● **引用原文**
+ + +

随着微波半导体电路在通信、雷达、电子和仪器仪表等方面的广泛应用,如何准确和高性能的设计和分析微波电路是非常关键的。半导体器件模型是影响电路设计精度的最主要因素,电路规模越大、指标和频段越高、对器件模型的要求也越高。因而准确的器件模型对提高射频和微波毫米波电路设计的成功率、缩短电路研制周期是非常重要的。根据微波电路的工作条件,它常常工作于高功率大信号条件下,电路状态处于强非线性情况,传统的小信号S参数等表征和建模方法已经不能准确表征其模型,而器件大信号模型不易获取。伏特拉级数、幂级数及等效电路方式常常表征电路的弱非线性状态,强非线性电路状态也不能准确表示。
论文在总结传统大信号电路的表征、测量方法和建模方法的基础上,分析了各种测量和建模方法的适用条件、特征和优缺点,并分析了对于微波电路建模的一般步骤。针对以往大信号模型的一些问题,引入了非线性散射函数这一表征微波大信号电路的频域黑箱模型。
论文研究了非线性散射函数模型的线性化,上下标标注方式的引入,各个非线性散射函数元素物理含义的分析和描述,散射函数与传统小信号S参数的相互推广。对其它非线性网络函数的定义,非线性散射函数与其它非线性网络函数的相互关系,网络连接的非线性网络函数和子网络的非线性网络函数的关系进行了研究和探讨,研究结果为这一模型的正确使用奠定了理论基础。
此外,开发了基于数字示波器的非线性散射函数提取系统及系统误差的校准方法,为准确提取功率器件的非线性散射函数模型提供了实验条件,并经过测试得到了功率场效应管和二极管的非线性散射函数变化趋势,测试结果正确反映出功率器件随激励信号功率增大的非线性输出变化规律。
研究了非线性散射函数模型与近年来美国Agilent公司提出的X参数模型从定义、性质、提取方法和使用等方面的联系和区别,为散射函数模型的研究和应用提供了有益的参考和比较。

+ + +

● **数据部分**
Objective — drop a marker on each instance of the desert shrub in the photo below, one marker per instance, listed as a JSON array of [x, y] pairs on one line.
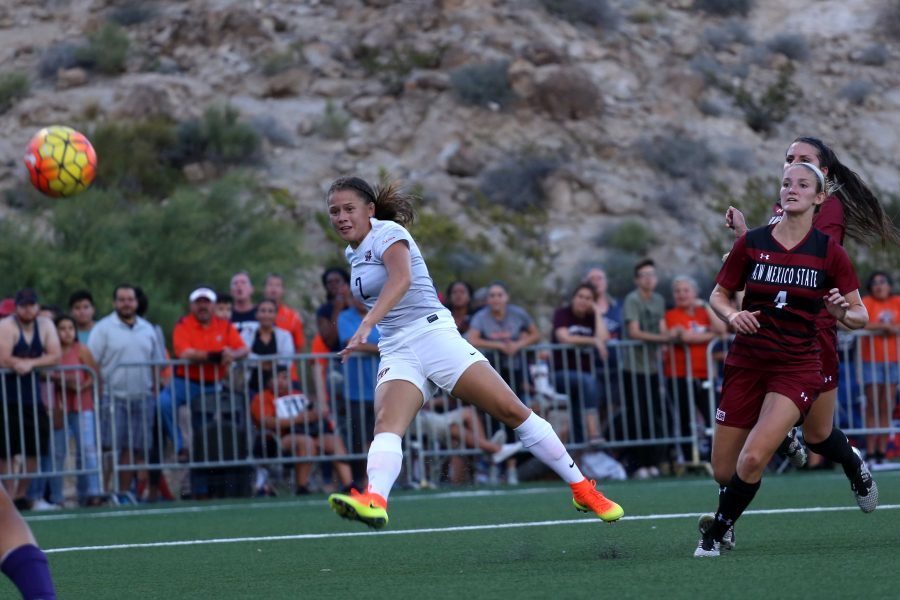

+ + +

● **你的任务**
(a) 请从引用原文中重抄从“论文研究了非线性散射函数模型”起至“型的正确使用奠定了理论基础。”止的这一段，不改一字。
(b) 按照引用原文，X参数模型是由哪家公司提出的？

● **参考答案**
(a)
论文研究了非线性散射函数模型的线性化,上下标标注方式的引入,各个非线性散射函数元素物理含义的分析和描述,散射函数与传统小信号S参数的相互推广。对其它非线性网络函数的定义,非线性散射函数与其它非线性网络函数的相互关系,网络连接的非线性网络函数和子网络的非线性网络函数的关系进行了研究和探讨,研究结果为这一模型的正确使用奠定了理论基础。

(b) 美国Agilent公司。